[Outline entries for labeled areas]
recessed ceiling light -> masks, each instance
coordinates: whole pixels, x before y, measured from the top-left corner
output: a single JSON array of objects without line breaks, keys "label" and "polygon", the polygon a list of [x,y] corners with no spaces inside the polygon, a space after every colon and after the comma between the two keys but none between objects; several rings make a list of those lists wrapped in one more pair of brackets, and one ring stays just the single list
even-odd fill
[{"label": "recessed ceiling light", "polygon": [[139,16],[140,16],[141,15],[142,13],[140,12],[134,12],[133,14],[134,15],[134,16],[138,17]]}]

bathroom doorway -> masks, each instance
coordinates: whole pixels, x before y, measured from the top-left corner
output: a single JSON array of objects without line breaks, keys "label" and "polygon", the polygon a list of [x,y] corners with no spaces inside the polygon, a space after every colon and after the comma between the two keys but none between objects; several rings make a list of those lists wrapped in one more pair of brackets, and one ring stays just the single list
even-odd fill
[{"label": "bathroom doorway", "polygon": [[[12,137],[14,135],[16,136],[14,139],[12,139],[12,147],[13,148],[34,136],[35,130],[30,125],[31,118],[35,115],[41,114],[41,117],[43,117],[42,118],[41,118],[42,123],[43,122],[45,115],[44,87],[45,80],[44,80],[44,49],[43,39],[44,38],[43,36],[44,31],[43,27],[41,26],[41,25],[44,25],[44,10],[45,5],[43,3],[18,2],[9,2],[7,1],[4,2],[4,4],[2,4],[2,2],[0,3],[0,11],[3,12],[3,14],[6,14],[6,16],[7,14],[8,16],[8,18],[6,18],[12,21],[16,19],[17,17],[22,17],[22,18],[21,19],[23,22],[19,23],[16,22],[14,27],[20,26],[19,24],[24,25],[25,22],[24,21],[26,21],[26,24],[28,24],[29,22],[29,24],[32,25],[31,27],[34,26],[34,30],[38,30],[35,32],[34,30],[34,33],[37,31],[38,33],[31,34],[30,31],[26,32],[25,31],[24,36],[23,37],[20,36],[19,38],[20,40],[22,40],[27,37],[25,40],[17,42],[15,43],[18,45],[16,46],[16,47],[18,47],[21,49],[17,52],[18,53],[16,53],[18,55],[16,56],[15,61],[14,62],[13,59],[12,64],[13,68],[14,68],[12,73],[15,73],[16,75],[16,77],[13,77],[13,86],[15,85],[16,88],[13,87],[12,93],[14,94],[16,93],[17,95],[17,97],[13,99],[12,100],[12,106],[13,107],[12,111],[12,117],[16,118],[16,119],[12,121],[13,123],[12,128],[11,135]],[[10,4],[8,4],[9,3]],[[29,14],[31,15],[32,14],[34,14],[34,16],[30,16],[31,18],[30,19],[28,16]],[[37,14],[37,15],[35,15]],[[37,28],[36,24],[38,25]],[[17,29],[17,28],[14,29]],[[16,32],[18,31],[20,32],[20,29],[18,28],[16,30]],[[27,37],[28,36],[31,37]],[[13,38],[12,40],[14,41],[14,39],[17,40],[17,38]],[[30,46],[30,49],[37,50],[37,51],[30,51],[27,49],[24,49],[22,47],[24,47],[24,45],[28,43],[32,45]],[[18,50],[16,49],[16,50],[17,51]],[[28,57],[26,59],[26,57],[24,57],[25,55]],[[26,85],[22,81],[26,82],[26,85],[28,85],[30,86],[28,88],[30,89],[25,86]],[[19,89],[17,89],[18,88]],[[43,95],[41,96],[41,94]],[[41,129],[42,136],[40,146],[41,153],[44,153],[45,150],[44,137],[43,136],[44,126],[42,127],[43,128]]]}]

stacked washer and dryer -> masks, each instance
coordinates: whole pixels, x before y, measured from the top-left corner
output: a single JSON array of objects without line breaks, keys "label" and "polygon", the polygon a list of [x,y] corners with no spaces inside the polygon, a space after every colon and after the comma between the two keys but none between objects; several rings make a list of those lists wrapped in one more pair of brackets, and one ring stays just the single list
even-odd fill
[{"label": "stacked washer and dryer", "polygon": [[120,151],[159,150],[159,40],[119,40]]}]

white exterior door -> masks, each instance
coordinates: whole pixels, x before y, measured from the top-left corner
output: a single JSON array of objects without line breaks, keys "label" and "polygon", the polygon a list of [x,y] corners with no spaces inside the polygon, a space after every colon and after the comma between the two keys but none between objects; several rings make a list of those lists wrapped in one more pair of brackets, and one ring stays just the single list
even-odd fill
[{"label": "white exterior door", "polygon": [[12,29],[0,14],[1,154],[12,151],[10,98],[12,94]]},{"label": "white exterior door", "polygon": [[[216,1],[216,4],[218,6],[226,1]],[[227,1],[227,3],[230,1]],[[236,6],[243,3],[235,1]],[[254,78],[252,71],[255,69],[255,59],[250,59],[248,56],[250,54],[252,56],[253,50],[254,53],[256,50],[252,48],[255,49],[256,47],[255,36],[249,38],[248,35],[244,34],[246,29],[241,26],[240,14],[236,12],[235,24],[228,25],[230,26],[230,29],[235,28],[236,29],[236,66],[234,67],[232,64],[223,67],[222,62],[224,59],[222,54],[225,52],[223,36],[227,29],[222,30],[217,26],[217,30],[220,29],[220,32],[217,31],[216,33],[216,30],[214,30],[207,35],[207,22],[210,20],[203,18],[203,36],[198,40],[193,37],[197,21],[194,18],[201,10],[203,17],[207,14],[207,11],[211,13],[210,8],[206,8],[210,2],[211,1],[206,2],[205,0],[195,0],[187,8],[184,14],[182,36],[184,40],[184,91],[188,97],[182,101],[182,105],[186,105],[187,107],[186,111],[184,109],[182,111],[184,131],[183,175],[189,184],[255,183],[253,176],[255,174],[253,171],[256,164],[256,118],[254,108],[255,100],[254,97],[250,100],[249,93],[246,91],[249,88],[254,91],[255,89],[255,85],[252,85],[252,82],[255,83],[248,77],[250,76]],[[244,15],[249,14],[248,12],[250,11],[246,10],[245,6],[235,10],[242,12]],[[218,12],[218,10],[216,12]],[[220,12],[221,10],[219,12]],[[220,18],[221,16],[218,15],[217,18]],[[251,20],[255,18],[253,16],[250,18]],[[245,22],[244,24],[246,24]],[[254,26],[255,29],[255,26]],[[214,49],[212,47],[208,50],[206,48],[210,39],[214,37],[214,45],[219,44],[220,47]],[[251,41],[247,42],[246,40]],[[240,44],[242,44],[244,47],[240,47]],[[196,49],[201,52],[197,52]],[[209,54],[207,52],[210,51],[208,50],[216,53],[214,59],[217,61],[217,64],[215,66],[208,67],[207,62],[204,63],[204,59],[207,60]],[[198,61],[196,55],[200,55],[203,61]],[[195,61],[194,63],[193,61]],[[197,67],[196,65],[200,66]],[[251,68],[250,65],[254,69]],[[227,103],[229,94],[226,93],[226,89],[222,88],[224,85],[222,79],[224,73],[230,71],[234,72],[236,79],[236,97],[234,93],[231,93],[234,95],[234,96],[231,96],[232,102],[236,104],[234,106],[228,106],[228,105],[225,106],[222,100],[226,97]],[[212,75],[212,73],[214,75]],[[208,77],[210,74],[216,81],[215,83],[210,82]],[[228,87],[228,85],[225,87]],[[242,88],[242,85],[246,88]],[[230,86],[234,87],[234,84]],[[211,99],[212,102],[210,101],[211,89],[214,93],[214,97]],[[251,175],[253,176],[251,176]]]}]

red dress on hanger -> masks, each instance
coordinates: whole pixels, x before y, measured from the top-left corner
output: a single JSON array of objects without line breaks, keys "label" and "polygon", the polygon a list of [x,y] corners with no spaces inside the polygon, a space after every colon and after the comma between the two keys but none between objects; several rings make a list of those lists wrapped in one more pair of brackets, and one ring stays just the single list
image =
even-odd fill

» Problem
Reproduce every line of the data above word for word, leaving nothing out and changing nothing.

» Worked answer
recessed ceiling light -> masks, each instance
coordinates: whole pixels, x before y, measured from the top-left corner
output: a single JSON array of objects without line breaks, keys "label" and "polygon", the polygon a list of [x,y] corners with no spaces inside the polygon, a space after every colon and after the comma between the two keys but none between objects; several rings make a list of those lists wrapped in one more pair of brackets, and one ring stays just the single list
even-odd fill
[{"label": "recessed ceiling light", "polygon": [[139,16],[140,16],[141,15],[142,13],[140,12],[134,12],[133,14],[134,15],[134,16],[138,17]]}]

bathroom doorway -> masks, each instance
coordinates: whole pixels, x before y, measured from the top-left corner
output: a single JSON array of objects without line breaks, keys "label" and "polygon", the polygon a list of [x,y] corners with no spaces inside the polygon, a space after every colon and after the comma between the two keys but none between objects; several rings make a list of those lists wrapped in one more pair of brackets, and one ring stays just the single list
even-odd fill
[{"label": "bathroom doorway", "polygon": [[[12,137],[14,135],[16,136],[14,139],[12,139],[12,147],[13,148],[34,136],[35,130],[30,125],[31,118],[35,115],[41,114],[41,117],[43,117],[42,118],[41,118],[42,123],[43,122],[45,115],[44,87],[45,80],[44,80],[44,49],[43,39],[44,38],[43,36],[44,31],[43,27],[41,26],[41,25],[44,25],[44,10],[45,5],[43,3],[18,2],[9,2],[7,1],[4,2],[4,4],[2,4],[2,2],[0,3],[0,11],[3,12],[3,14],[6,14],[6,16],[7,14],[8,16],[8,18],[6,18],[12,21],[16,19],[17,17],[22,17],[22,18],[21,19],[23,22],[19,23],[16,22],[14,27],[20,26],[19,24],[24,25],[25,22],[24,21],[26,21],[26,24],[28,24],[29,22],[29,24],[32,25],[31,27],[34,26],[34,30],[38,30],[35,32],[34,30],[34,33],[37,31],[38,33],[31,34],[30,31],[26,32],[25,31],[24,36],[23,37],[20,36],[19,38],[20,40],[22,40],[27,37],[25,40],[17,42],[15,43],[18,45],[16,46],[16,47],[18,47],[21,49],[17,52],[18,53],[16,53],[18,55],[16,56],[15,61],[14,62],[13,59],[12,64],[13,68],[14,68],[12,73],[15,73],[16,75],[16,77],[13,77],[13,86],[15,85],[16,88],[13,87],[12,93],[14,94],[16,93],[17,95],[17,97],[13,99],[12,100],[12,106],[13,107],[12,111],[12,117],[16,118],[16,119],[12,121],[13,123],[12,128],[11,135]],[[10,4],[8,4],[9,3]],[[29,14],[31,15],[32,14],[34,14],[34,16],[30,16],[31,18],[30,19],[28,16]],[[37,14],[37,15],[35,15]],[[37,28],[36,24],[38,25]],[[17,29],[17,28],[14,29]],[[16,32],[18,31],[20,32],[20,29],[18,28],[16,30]],[[27,37],[28,36],[31,37]],[[13,38],[12,40],[14,41],[14,39],[17,40],[17,38]],[[30,46],[30,49],[37,50],[37,51],[30,51],[27,49],[24,49],[22,47],[24,47],[24,45],[28,43],[32,45]],[[18,50],[16,49],[16,50],[17,51]],[[28,57],[26,59],[26,57],[24,57],[25,55]],[[26,85],[22,81],[26,82],[26,85],[28,85],[30,86],[28,88],[30,89],[25,86]],[[19,89],[17,89],[18,88]],[[43,95],[41,96],[41,94]],[[41,129],[42,136],[40,146],[41,153],[44,153],[45,150],[44,137],[43,136],[44,126],[42,127],[43,128]]]}]

stacked washer and dryer -> masks, each instance
coordinates: whole pixels, x before y, measured from the top-left corner
output: a single JSON array of objects without line breaks, keys "label" and "polygon", the polygon a list of [x,y] corners with no spaces inside the polygon, a space after every colon and after the comma between the two keys but none between objects; several rings make a list of those lists wrapped in one more pair of brackets, and one ring stays just the single list
even-odd fill
[{"label": "stacked washer and dryer", "polygon": [[120,151],[159,150],[159,40],[119,40]]}]

white exterior door -> masks, each instance
coordinates: whole pixels, x before y, measured from the top-left corner
output: a single JSON array of objects without line breaks, keys "label" and "polygon", the polygon a list of [x,y] corners with no spaces inside the polygon, a space after every colon and after the comma between the two keys but none between objects; several rings make a list of those lists wrapped in one more pair of brackets, and one ring stays just the single list
even-odd fill
[{"label": "white exterior door", "polygon": [[12,29],[0,14],[1,154],[12,151],[10,98],[12,94]]},{"label": "white exterior door", "polygon": [[[216,1],[216,4],[218,6],[226,1]],[[227,1],[227,3],[230,1]],[[236,6],[243,3],[235,1]],[[254,78],[252,71],[255,69],[255,59],[250,59],[248,56],[250,54],[252,56],[253,50],[254,53],[256,50],[252,48],[255,49],[256,47],[255,36],[249,38],[248,35],[244,34],[246,29],[241,26],[240,14],[236,12],[235,24],[228,25],[230,26],[230,29],[235,28],[236,29],[236,66],[234,67],[232,64],[223,67],[222,62],[224,59],[222,54],[225,52],[223,36],[227,29],[222,30],[217,26],[217,30],[220,29],[220,32],[217,31],[216,33],[216,30],[214,30],[207,35],[207,22],[210,20],[203,18],[203,36],[198,40],[193,37],[197,21],[194,18],[201,10],[203,17],[207,14],[207,11],[211,13],[210,8],[206,8],[210,2],[211,1],[206,2],[205,0],[195,0],[187,8],[184,14],[182,36],[184,40],[184,91],[188,97],[182,101],[182,105],[186,105],[187,107],[186,111],[184,109],[182,111],[184,131],[183,175],[189,184],[255,183],[253,176],[255,174],[253,171],[256,164],[256,118],[254,108],[255,100],[254,97],[250,100],[249,93],[246,91],[249,88],[254,91],[255,89],[255,85],[252,85],[252,82],[255,83],[248,77],[250,76]],[[244,15],[249,14],[248,12],[250,11],[246,10],[245,6],[235,10],[242,12]],[[218,12],[218,10],[216,12]],[[220,12],[221,10],[219,12]],[[220,18],[221,16],[218,15],[217,18]],[[251,20],[255,18],[253,16],[250,18]],[[245,22],[244,24],[246,24]],[[254,26],[255,29],[255,26]],[[214,49],[212,47],[208,50],[206,48],[210,39],[214,37],[214,45],[219,44],[220,47]],[[251,41],[247,42],[246,40]],[[240,44],[242,44],[244,47],[240,47]],[[196,49],[201,52],[197,52]],[[209,54],[207,52],[210,51],[208,50],[216,53],[214,59],[217,61],[217,64],[215,66],[208,67],[207,62],[204,63],[204,59],[207,60]],[[198,61],[196,55],[200,55],[203,61]],[[195,61],[194,63],[193,61]],[[197,67],[196,65],[200,66]],[[251,68],[250,65],[254,69]],[[227,103],[229,94],[226,93],[226,89],[222,88],[224,85],[222,79],[224,73],[230,71],[234,72],[236,79],[236,97],[234,93],[231,93],[234,95],[234,96],[231,96],[232,102],[236,104],[234,106],[228,106],[228,105],[225,106],[222,100],[226,97]],[[212,75],[212,73],[214,75]],[[208,77],[210,74],[216,81],[215,83],[210,82]],[[228,87],[228,85],[225,87]],[[242,88],[242,85],[246,88]],[[230,86],[234,87],[234,84]],[[211,99],[212,102],[210,101],[211,89],[214,93],[214,97]],[[251,175],[253,176],[251,176]]]}]

red dress on hanger -> masks, each instance
coordinates: whole pixels, x before y, measured from the top-left corner
output: a single JSON array of objects without line breaks, keys "label" and "polygon", the polygon a list of [x,y] corners with no spaces inside the polygon, a space after every colon and after the comma between the two keys but none between objects; several rings make a list of those lists wrapped in one more pair of brackets, and one ring stays just the single list
image =
even-odd fill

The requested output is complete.